→ Text segment:
Porky
- First edition
- Author: Deborah Moggach
- Cover artist: Sue Wilks
- Language: English
- Publisher: Jonathan Cape
- Publication date: 12 May 1983
- Publication place: United Kingdom
- Media type: Print & ebook
- Pages: 236
- ISBN: 0-224-02948-7

= Porky (novel) =

1983 novel by Deborah Moggach

Porky, is the fifth novel by the English author Deborah Moggach, first published in 1983 by Jonathan Cape and recommended in OUP's Good Fiction Guide.

==Plot introduction==
"Porky" is Heather's nickname because her father keeps pigs in a field at their ramshackle bungalow just off the A4 near Heathrow Airport. Heather is eleven when her mother has an extended stay in hospital over the birth of her second child, leaving Heather alone with her father at home. He begins to abuse her sexually.

Heather is already a troubled child, bullied at school with few friends. As the abuse continues, she becomes more troubled and takes to thieving and promiscuity.

==Reception==
- An "extraordinarily skilful account of a childhood blasted by what is now acknowledged to be a more widespread offence than was previously recognised: incest", Anita Brookner, London Review of Books.
- "Deborah Moggach conveys with chilling skill the process by which a fundamentally bright, decent child becomes infested by corruption.", The Spectator
- Gay Firth writing in The Times warns "readers of despairing disposition or dainty susceptibilities will pass by on the other side, shuddering" but goes on to praise the author for "sustaining a first-person register so level in its tone of quiet desperation, so careful to avoid blatant shock, as to hold back the tidal wave of revulsion and pity which threatens, but never quite engulfs the reader".

→ Task list:
**1.** Translate this sentence from the Porky article into Spanish: "Heather is already a troubled child, bullied at school with few friends."
**2.** Reproduce the Porky article word for word, starting at "Heather is already" up to and including "Review of Books.".

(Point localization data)
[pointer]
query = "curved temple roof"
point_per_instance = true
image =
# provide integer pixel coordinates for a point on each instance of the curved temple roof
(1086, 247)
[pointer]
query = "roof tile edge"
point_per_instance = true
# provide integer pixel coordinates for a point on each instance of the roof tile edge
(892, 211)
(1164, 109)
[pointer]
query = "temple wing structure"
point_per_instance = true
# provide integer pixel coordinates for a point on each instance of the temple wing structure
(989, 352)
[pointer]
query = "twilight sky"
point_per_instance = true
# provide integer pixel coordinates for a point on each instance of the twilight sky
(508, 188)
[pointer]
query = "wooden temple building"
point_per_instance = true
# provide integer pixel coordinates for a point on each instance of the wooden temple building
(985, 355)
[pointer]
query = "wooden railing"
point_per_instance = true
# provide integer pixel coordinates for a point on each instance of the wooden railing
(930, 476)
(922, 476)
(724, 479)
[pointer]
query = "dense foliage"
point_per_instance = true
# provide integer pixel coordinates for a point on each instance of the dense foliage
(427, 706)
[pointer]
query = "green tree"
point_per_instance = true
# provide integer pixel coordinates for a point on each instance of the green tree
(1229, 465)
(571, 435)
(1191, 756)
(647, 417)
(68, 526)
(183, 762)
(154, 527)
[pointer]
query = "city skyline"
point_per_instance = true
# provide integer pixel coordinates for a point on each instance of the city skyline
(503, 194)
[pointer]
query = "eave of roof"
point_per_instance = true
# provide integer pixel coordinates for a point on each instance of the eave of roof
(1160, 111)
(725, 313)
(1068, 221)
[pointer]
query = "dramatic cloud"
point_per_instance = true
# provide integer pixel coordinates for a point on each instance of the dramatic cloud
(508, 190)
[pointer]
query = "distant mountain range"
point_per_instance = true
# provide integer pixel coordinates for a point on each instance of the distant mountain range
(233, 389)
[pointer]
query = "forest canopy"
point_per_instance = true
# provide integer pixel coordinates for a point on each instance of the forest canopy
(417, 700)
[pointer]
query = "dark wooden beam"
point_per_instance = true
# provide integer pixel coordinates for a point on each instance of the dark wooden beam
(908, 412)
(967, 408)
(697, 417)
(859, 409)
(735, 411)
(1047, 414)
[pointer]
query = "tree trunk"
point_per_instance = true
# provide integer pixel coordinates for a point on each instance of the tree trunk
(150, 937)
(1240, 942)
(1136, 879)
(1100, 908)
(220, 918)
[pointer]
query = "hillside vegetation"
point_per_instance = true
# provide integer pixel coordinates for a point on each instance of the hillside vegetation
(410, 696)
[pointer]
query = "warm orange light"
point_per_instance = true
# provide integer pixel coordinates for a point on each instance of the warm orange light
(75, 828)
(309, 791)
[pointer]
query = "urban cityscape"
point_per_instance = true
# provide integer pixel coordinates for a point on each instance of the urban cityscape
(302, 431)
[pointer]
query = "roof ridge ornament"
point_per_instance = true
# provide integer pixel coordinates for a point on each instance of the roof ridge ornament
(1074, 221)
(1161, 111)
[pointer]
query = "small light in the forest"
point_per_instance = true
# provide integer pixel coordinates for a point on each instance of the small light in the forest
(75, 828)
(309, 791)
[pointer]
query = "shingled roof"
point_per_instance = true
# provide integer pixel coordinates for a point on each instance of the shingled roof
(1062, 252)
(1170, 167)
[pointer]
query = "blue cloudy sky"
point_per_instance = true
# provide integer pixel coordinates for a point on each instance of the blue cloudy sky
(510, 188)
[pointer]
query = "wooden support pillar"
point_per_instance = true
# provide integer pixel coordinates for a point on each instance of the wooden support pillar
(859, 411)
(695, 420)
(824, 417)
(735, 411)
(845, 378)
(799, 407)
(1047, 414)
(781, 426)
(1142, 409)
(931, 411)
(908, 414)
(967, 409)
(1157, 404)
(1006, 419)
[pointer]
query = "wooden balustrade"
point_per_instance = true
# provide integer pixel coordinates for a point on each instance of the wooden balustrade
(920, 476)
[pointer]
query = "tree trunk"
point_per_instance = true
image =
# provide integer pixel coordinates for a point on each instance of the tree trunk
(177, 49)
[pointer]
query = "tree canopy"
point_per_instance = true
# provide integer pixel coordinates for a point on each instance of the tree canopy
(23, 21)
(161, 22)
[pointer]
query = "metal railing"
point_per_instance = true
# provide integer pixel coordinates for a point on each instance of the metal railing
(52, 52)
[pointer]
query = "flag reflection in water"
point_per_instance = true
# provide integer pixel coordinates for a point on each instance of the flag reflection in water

→ Exercise results:
**1.** Heather ya es una niña con problemas, que sufre acoso en la escuela y tiene pocos amigos.

**2.**
Heather is already a troubled child, bullied at school with few friends. As the abuse continues, she becomes more troubled and takes to thieving and promiscuity.

==Reception==
- An "extraordinarily skilful account of a childhood blasted by what is now acknowledged to be a more widespread offence than was previously recognised: incest", Anita Brookner, London Review of Books.